[Selected extract]
(begin)

Jasen Betts wrote in a message to Roy J. Tellason:

 RJT>> The other part that jumped out at me as being a little unique
 RJT>> was a 565 PLL chip.  I have heard of this one before,  but have
 RJT>> *no* idea what you'd do with it.  Any of you guys have any
 RJT>> thoughts on the matter

 JB>> ISTR that a PLL is a kind of frequency follower, other than using
 JB>> it in a frequency synthesiser (in a radio tuner) or frequency
 JB>> multiplier etc I don't know what you could do with it,

 RJT> Sounds about right.

 JB>> HMM, maybe you've got a parallel-port radio tuner kit there.

 RJT> Could be...

 RJT> I've been bumping into all sorts of circuits lately,  radio 
 RJT> circuits among them.  I'd like to know,  though,  how some stuff
 RJT> (scanners and other things that deal with a *lot* of frequencies)
 RJT> manage it.

 JB> AIUI the use a superheterodyne (I can spell it but not really
 JB> understand it)

Yes,  in contrast to one site in oz that's offering all sorts of tutorial
material but where he didn't quite spell it right.    I understand
it,  but the thing is,  even with double conversion,  you still want some
RF gain in front of the first mixer stage,  and some selectivity in there, 
and that's where I get hung up.  How the heck do they deal with that many
frequencies?  I guess you can switch coils in and out with diode switching
or whatever,  but that sure hits me as getting awfully complicated.  I
guess one of these days I'll have to get a hold of a scanner schematic
diagram and see how they do it.

 JB> basically what they do is generate a sine wave near the desired
 JB> frequency (say 60Khz below it) and use that to modulate in antenna
 JB> input this results in a prequency shift of the program signal, then
 JB> they use a fixed frequency detector/demodulator setup.

I'd say that 60 KHz is awfully close -- you'd have a problem with image
response.  The tradeoff there is the degree of selectivity you have in
front of the mixer,  the more selective your tuned circuits there,  the
closer the IF can be,  but I don't think I've ever seen anything as close
as 60 KHz.

 RJT> It's been quite some time since I read anything on this subject,  
 RJT> but I remember early gear that switched coils, even to the extent 
 RJT> of plugging different ones in,

 JB> old clunk-clunk VHF TV tuners....

I was thinking of ham stuff,  actually,  I have a 1967 ARRL handbook
somewhere and I've run into other stuff way back when that had switched
coils.  Come to think of it,  I have a grid-dip meter that uses that setup
too.

Most of those TV tuners that I've seen used coils in series.  Some of the
"coils" were actually only a single turn,  or a single loop of
wire,  or sometimes a stamped bit of sheet metal,  riveted in place on the
switch wafer, for dimensional stability I guess.  A few very early TV
tuners that I ran across used "strips",  little phenolic
assemblies with contacts on the outside and a complete set of tuned
circuits on the inside,  some of which even had adjustments.  But those
were pretty uncommon.  You could have some fun working on one of those by
switching some of the strips around,  and putting them in whatever order. 
:-)  They were still around when UHF first hit,  and one mfr. had an
"adapter" that required you to change out one of the strips from
an unused channel.

(end)

[Required task]
In the message thread above, condense the paragraph beginning "Most of those TV tuners that I've seen" into a short bulleted list that keeps its main facts.

[Listing]
(begin)

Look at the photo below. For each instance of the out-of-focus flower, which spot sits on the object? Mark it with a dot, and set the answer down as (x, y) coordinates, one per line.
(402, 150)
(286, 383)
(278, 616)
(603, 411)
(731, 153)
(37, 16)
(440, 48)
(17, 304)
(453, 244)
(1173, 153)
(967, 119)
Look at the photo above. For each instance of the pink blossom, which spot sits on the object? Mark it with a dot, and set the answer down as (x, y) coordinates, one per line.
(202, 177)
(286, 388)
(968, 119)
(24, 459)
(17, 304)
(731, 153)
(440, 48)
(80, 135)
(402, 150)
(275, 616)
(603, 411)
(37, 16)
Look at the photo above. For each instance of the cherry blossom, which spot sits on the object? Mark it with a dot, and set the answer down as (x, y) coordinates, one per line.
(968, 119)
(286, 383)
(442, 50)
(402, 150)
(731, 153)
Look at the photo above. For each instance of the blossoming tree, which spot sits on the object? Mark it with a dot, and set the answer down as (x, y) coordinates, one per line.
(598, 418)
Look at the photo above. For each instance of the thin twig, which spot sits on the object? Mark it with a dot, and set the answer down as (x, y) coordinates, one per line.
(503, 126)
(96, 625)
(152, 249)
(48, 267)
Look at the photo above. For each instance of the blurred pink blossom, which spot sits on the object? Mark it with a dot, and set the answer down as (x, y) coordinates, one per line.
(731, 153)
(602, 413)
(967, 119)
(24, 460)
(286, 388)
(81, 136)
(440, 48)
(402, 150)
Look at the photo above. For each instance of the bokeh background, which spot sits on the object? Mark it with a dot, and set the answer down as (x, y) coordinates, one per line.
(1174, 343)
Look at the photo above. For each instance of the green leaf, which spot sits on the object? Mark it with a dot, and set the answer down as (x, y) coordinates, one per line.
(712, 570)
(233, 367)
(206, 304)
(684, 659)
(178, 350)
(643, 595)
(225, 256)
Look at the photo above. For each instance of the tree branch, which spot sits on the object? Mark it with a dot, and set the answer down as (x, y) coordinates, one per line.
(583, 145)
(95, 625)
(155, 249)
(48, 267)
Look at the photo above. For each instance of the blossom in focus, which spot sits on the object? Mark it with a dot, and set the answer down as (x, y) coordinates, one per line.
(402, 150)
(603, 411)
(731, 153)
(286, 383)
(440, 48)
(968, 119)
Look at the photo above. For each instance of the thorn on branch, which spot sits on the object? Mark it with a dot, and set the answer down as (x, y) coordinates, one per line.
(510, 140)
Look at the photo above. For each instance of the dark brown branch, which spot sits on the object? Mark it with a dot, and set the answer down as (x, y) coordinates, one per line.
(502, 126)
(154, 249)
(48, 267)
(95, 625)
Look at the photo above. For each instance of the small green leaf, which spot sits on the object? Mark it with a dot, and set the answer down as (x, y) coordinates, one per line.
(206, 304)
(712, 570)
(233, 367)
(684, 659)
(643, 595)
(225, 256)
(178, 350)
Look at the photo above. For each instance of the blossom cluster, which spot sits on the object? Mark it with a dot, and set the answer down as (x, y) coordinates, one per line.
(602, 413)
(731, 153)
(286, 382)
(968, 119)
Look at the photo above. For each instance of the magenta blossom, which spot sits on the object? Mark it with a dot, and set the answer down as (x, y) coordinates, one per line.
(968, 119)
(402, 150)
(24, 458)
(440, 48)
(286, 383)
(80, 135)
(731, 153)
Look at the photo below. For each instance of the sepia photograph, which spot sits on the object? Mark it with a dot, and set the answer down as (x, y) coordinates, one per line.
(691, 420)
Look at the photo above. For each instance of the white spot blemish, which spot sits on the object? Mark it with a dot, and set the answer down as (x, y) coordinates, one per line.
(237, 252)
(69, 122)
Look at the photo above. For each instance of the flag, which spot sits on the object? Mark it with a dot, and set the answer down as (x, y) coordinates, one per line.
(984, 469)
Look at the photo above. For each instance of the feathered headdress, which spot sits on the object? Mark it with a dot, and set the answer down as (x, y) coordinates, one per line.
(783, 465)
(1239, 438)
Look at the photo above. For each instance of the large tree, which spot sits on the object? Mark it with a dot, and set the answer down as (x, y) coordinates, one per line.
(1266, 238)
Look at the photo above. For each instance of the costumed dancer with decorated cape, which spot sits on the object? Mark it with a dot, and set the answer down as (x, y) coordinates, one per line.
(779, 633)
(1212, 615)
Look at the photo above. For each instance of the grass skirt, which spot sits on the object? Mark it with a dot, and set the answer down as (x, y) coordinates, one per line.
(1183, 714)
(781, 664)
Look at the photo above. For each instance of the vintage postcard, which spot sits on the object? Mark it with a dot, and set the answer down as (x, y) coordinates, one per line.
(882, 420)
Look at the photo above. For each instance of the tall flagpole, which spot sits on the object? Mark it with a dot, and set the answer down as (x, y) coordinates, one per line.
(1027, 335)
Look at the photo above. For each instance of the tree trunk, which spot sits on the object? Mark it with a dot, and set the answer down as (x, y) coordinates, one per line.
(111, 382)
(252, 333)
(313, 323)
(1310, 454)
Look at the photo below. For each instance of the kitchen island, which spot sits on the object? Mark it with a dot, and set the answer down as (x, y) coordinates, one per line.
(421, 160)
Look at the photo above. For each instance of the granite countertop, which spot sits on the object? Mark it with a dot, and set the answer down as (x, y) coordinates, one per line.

(end)

[Exercise response]
- Most TV tuners the writer had seen used coils in series.
- Some "coils" were only a single turn or loop of wire, or a stamped piece of sheet metal riveted to the switch wafer, the writer guesses for dimensional stability.
- A few very early TV tuners used "strips." These were small phenolic assemblies with contacts on the outside and a full set of tuned circuits inside, some of them adjustable.
- Strip tuners were uncommon, and their strips could be rearranged in any order.
- They were still in use when UHF first arrived. One manufacturer's "adapter" required replacing the strip for an unused channel.